» Text excerpt
Cities, not states or Washington D.C., should be the focus of our national attention. This thesis has been circulated and shared by a number of books released this year, namely Bruce Katz and Jennifer Bradley's The Metropolitan Revolution. Cities are America's laboratories of innovation and collaboration, where progress comes before politics.

New Orleans, or NOLA as the city is affectionately known, is a prime example. Historically one of the largest cities in the Southern United States and an economic engine at the mouth of the Mississippi River, the Big Easy fell on difficult times in the latter half of the 20th century. Residents moved elsewhere across the South, schools failed, and crime rose. Then the city hit its trough after years of federal neglect collided with a Category 3 hurricane named Katrina. New Orleans descended into floods, looting, and lawsuits broadcast by the media across the country. It was not completely crazy to ask if New Orleans would rise again and if it's beloved Saints would really be moved to San Antonio.

Well, more than eight years later, the city has returned: rejuvenated. New Orleans was presented with that blank slate of opportunity that comes paired with the despair of a historic tragedy. The city, in turn, has painted that blank slate with a work resembling an urban renaissance.

The Crescent City has always been a top tourist destination with its unique cuisine, jazzy music clubs, and deep history. It came as no surprise when National Geographic named New Orleans one of its 20 most recommended places to visit in 2014, one of only two locations in the United States selected. In February, the Mercedes-Benz Superdome hosted Superbowl XLVII reeling in over $480 million in economic impact for the city, surpassing expectations. In September, the Katrina-ravaged Saenger Theater re-opened and has since hosted the Tony-Award winning Book of Mormon. Convention goers regularly fill the newly built, expanded, and renovated hotels and in a few months, the celebrity-centric NBA All-Star Weekend will take over the city.

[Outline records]
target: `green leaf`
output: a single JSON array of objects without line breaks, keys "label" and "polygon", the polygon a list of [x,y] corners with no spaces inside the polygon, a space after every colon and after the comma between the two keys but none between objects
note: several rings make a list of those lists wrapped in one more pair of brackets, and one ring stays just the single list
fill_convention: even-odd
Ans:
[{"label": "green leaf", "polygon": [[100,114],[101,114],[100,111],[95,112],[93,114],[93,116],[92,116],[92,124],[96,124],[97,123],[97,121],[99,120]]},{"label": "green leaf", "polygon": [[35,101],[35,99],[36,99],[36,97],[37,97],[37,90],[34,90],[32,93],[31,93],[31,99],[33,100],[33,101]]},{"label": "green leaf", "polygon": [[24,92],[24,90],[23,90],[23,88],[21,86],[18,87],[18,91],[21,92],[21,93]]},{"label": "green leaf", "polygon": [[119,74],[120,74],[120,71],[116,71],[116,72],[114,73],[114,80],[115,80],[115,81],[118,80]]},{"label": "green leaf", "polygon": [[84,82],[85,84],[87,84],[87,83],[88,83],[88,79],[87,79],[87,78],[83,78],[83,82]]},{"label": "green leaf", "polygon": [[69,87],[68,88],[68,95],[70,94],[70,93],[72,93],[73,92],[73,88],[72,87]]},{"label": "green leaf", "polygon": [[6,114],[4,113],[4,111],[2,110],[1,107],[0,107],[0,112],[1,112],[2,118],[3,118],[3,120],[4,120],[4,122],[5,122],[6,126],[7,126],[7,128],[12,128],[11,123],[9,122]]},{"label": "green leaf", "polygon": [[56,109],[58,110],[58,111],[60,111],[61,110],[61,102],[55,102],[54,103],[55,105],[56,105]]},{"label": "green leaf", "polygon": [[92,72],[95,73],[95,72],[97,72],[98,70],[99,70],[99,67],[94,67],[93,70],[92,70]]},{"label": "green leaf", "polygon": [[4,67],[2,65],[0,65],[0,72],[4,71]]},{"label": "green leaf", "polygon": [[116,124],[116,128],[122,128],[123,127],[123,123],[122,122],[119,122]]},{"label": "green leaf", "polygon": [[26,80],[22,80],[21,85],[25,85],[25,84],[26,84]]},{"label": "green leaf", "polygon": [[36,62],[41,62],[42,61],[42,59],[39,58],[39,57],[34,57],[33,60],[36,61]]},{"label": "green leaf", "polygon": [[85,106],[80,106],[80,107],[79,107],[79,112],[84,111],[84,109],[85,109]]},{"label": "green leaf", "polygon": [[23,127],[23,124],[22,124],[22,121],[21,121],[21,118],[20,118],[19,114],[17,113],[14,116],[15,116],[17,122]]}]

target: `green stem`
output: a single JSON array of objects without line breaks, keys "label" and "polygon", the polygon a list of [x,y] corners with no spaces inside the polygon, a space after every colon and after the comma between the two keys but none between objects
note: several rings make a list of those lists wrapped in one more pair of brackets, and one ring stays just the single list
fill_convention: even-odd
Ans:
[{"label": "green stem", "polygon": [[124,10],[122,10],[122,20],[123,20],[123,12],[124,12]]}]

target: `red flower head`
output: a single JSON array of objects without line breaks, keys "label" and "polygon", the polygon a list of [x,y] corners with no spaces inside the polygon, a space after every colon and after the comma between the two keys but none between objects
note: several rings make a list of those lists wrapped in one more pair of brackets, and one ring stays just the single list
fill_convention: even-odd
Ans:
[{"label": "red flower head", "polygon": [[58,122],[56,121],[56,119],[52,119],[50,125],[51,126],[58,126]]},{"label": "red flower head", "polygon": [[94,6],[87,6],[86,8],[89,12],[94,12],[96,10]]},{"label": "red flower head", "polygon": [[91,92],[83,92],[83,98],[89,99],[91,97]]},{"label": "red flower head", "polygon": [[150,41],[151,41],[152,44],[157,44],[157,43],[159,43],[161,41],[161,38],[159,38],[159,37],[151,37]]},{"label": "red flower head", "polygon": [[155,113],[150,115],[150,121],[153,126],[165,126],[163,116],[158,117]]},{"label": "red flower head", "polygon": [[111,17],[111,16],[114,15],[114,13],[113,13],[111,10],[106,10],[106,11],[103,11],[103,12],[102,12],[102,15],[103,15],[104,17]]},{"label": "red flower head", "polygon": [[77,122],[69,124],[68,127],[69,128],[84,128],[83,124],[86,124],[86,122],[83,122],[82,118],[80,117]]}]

» Aim of the exercise
Please reproduce the New Orleans passage word for word, starting at the words "The Crescent City" and stopping after "over the city.". The listing was taken from a separate source.

» Solution
The Crescent City has always been a top tourist destination with its unique cuisine, jazzy music clubs, and deep history. It came as no surprise when National Geographic named New Orleans one of its 20 most recommended places to visit in 2014, one of only two locations in the United States selected. In February, the Mercedes-Benz Superdome hosted Superbowl XLVII reeling in over $480 million in economic impact for the city, surpassing expectations. In September, the Katrina-ravaged Saenger Theater re-opened and has since hosted the Tony-Award winning Book of Mormon. Convention goers regularly fill the newly built, expanded, and renovated hotels and in a few months, the celebrity-centric NBA All-Star Weekend will take over the city.